PROBLEM STATEMENT >> The records below are to be quoted in full; please keep every word exact.
= Beginning of Section =
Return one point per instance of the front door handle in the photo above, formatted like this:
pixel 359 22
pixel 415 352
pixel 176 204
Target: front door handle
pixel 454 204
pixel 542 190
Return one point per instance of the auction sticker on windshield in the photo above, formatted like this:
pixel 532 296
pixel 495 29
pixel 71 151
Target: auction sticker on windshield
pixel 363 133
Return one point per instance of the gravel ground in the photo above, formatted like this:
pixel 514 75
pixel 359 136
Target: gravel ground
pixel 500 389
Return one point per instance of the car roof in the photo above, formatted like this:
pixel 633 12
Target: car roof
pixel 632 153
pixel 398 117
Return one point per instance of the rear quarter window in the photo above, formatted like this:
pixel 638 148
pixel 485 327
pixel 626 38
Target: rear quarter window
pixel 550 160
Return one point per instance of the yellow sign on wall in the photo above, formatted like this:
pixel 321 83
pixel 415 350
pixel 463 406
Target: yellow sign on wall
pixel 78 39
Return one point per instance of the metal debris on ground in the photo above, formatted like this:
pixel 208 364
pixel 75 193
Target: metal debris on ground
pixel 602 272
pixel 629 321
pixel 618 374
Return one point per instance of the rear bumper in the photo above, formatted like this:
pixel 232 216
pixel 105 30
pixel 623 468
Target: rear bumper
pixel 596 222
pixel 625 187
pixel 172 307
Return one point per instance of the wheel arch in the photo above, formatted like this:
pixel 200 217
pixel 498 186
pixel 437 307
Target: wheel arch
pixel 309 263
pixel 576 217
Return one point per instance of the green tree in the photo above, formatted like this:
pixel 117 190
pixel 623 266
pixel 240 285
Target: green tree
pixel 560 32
= End of Section =
SOLUTION TO THE PROBLEM >>
Return one point per instance of the front door handle in the photo above, formatted like this:
pixel 359 22
pixel 415 352
pixel 176 204
Target: front door handle
pixel 454 204
pixel 542 190
Return one point per instance of the auction sticker on windshield in the photo above, formatted like this:
pixel 532 296
pixel 495 29
pixel 71 151
Target: auction sticker on windshield
pixel 363 133
Return one point per instance of the gravel ground in the photo above, formatted like this:
pixel 514 75
pixel 359 136
Target: gravel ground
pixel 500 389
Return one point per instance of the car roof in the photo above, formatted like this:
pixel 633 12
Target: car roof
pixel 632 153
pixel 398 117
Return one point per instance of the rear quarter window in the photo above, formatted like this:
pixel 638 148
pixel 485 327
pixel 626 38
Target: rear quarter window
pixel 550 160
Return one point per instance of the yellow sign on wall in the photo above, formatted like this:
pixel 321 83
pixel 415 350
pixel 463 406
Target: yellow sign on wall
pixel 78 39
Return one point per instance of the metal debris on ground in the photo above, formatted like this:
pixel 208 364
pixel 75 193
Target: metal debris on ground
pixel 602 272
pixel 629 321
pixel 618 374
Return one point per instance of the rear bumper in the photo above, formatted like this:
pixel 232 216
pixel 105 30
pixel 623 468
Target: rear bumper
pixel 596 222
pixel 625 187
pixel 172 307
Return one point per instance of the wheel arch in the photo above, formatted like this:
pixel 200 217
pixel 498 186
pixel 437 307
Target: wheel arch
pixel 309 263
pixel 576 217
Return one point per instance of the green tree in the photo above, formatted like this:
pixel 117 190
pixel 623 266
pixel 240 285
Target: green tree
pixel 560 32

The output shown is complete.